* _Instructions to follow_:
The word "anther" marks the lines to find; copy every such line from the data below.

══ Provided data

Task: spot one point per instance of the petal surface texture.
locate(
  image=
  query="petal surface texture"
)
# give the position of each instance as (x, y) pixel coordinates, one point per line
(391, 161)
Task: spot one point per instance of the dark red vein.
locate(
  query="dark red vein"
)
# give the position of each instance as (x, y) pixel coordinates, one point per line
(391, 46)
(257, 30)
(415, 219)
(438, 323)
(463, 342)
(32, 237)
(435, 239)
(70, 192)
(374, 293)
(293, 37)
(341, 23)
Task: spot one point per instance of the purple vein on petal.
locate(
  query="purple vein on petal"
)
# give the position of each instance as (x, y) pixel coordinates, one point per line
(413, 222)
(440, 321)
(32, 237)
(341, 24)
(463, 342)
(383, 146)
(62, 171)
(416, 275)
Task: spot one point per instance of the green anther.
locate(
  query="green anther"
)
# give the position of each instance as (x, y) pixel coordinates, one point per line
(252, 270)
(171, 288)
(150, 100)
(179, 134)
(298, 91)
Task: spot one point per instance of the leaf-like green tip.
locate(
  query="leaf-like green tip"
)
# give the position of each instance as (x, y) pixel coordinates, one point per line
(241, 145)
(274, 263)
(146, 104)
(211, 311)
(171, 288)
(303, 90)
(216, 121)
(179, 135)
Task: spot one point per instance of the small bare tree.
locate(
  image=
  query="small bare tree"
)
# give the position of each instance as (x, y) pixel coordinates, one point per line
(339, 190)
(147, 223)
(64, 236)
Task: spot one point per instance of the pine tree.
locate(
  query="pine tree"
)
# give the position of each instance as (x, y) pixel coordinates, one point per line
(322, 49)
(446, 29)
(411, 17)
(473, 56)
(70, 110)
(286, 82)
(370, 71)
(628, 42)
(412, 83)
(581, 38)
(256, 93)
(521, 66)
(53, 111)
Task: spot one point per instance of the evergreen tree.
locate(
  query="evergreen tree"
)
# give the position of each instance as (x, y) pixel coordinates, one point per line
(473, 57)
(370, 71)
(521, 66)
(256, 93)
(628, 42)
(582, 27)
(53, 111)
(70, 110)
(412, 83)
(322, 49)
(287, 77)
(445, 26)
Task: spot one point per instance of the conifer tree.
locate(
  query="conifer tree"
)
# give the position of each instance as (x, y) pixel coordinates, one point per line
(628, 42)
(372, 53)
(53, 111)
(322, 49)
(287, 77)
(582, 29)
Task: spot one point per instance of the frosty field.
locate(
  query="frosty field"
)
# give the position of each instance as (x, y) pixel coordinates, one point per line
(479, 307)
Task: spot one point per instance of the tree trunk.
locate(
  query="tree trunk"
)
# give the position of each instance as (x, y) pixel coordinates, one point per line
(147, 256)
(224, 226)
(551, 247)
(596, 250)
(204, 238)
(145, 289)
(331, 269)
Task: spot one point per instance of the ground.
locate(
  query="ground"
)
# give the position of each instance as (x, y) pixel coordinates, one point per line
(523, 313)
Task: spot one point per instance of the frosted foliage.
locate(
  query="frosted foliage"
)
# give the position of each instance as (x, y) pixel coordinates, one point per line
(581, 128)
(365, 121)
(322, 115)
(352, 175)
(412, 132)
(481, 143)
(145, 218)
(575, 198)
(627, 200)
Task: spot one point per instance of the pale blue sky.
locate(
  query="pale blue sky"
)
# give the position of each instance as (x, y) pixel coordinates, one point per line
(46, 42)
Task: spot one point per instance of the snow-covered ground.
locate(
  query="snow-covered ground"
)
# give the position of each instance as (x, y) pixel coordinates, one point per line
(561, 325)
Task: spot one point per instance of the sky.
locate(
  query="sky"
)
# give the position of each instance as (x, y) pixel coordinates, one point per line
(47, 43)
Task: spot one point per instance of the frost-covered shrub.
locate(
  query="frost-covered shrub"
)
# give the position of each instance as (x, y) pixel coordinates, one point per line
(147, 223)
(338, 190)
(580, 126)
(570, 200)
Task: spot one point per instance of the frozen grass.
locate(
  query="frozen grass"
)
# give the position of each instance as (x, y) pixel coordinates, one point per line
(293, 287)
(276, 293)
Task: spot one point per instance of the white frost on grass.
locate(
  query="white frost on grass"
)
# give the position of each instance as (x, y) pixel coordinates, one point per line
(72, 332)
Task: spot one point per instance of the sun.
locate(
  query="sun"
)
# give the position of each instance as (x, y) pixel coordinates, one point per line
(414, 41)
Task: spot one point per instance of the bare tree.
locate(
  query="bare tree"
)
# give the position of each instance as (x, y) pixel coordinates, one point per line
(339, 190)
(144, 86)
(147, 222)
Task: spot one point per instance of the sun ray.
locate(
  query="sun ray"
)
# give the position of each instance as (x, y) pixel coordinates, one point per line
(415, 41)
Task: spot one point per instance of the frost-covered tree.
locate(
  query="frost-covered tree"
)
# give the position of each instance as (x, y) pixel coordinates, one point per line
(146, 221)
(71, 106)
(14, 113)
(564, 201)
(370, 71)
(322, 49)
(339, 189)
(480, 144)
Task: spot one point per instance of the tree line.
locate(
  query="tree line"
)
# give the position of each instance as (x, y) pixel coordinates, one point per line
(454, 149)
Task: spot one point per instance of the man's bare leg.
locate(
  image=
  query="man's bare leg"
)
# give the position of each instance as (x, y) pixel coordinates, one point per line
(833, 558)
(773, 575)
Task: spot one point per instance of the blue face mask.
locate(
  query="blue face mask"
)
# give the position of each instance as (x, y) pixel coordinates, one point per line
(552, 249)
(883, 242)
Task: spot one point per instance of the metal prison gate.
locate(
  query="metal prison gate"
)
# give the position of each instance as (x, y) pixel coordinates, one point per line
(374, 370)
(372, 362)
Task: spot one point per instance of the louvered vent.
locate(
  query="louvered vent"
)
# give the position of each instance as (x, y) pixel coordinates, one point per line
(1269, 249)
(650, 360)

════

* _Response_:
Task: spot one point per instance of the green anther.
  query="green anther"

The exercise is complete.